Exercise instructions -
From the soup recipe below, extract word for word the stretch from "2 tablespoons cornstarch, dissolved" through "with chopped chili-labuyo).".

Excerpt to read -
The next best thing? experiment and approximate!  But so far that has not worked for me.  Sigh.

What to do then?  Scour the cookbook library!

And, this recipe is good!  (although, as usual and always, I “personalize” the recipe – )

1.5 liters chicken stock
100 grams chicken breast fillet, julienned
8 pieces fresh shitake
handful of fresh shimenji
cloud ears, reconstituted
1 pack (50 grams) enoki mushrooms
2 blocks tofu, drained, cubed

1/2 tablespoon salt
pinch of sugar, optional
1 tablespoon each light and dark soy sauce
3 to 4 tablespoon rice vinegar
1 t0 1-1/2 teaspoon ground black pepper
(chopped labuyo)

2 tablespoons cornstarch, dissolved in 1/4 cup water

2 eggs, lightly beaten

I like to simplify things (read as- I am lazy) so I boil the chicken stock and dump the chicken, mushrooms and tofu.  Season with salt and soy sauces (I skipped the sugar) and the rice vinegar and black pepper (I substituted part of it with chopped chili-labuyo).

Thicken with cornstarch slurry.  Slowly pour the beaten eggs into the soup, stirring at the same time to break the eggs.  Garnish with wansoy.

(Adjust and modify as you like!)

Patola Misua Soup

This soup, sponge gourd and thin wheat noodle soup, is one of my favorites, as well as a comfort food for me.  It is usually cooked with ground pork, but chicken strips are used as well, and, if a more decadent version is desired, with shrimps.

(Excerpts from a dataset)
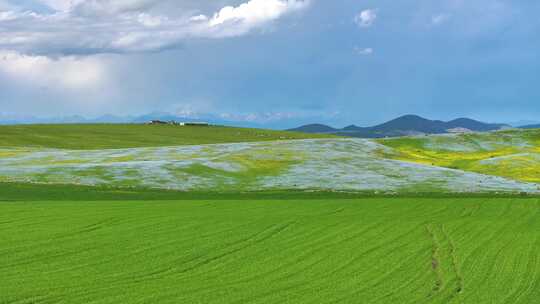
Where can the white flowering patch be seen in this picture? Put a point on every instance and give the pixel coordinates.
(325, 164)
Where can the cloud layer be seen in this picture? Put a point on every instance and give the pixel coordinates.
(121, 26)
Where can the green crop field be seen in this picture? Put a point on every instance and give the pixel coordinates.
(378, 250)
(164, 214)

Solution for this problem -
2 tablespoons cornstarch, dissolved in 1/4 cup water

2 eggs, lightly beaten

I like to simplify things (read as- I am lazy) so I boil the chicken stock and dump the chicken, mushrooms and tofu.  Season with salt and soy sauces (I skipped the sugar) and the rice vinegar and black pepper (I substituted part of it with chopped chili-labuyo).